_INSTRUCTIONS FOR THE TASK:_ Review the material and extract every line in which the word "query" occurs.

┄┄┄┄┄┄

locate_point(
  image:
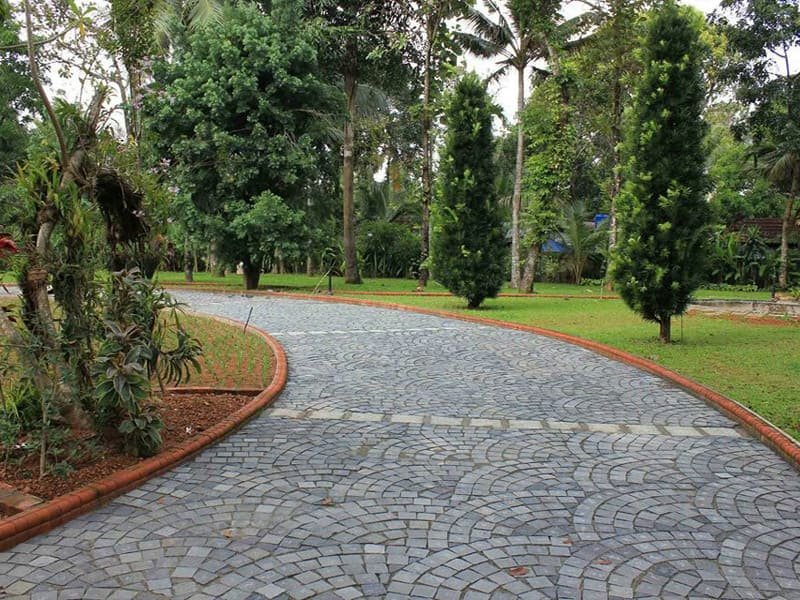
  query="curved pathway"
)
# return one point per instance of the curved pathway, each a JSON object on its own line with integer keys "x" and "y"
{"x": 412, "y": 456}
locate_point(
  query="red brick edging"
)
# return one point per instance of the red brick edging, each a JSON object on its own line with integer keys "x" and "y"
{"x": 45, "y": 517}
{"x": 768, "y": 433}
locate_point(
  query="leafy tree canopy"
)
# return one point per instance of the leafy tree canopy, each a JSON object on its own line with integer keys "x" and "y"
{"x": 469, "y": 248}
{"x": 236, "y": 113}
{"x": 663, "y": 214}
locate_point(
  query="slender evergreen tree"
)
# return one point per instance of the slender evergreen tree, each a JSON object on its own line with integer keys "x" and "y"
{"x": 469, "y": 249}
{"x": 663, "y": 214}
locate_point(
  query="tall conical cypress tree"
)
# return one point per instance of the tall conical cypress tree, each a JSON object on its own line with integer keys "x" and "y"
{"x": 663, "y": 214}
{"x": 469, "y": 245}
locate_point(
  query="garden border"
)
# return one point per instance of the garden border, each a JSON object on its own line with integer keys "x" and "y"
{"x": 45, "y": 517}
{"x": 768, "y": 433}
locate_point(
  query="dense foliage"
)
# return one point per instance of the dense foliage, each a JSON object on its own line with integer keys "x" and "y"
{"x": 663, "y": 214}
{"x": 469, "y": 245}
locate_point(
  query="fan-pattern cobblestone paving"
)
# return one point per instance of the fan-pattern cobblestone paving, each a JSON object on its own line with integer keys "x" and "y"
{"x": 412, "y": 456}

┄┄┄┄┄┄

_RESULT FOR THIS TASK:_
  query="curved pathway"
  query="red brick edging"
  query="leafy tree canopy"
  query="slender evergreen tree"
  query="tall conical cypress tree"
  query="garden border"
  query="dense foliage"
  query="fan-pattern cobblestone paving"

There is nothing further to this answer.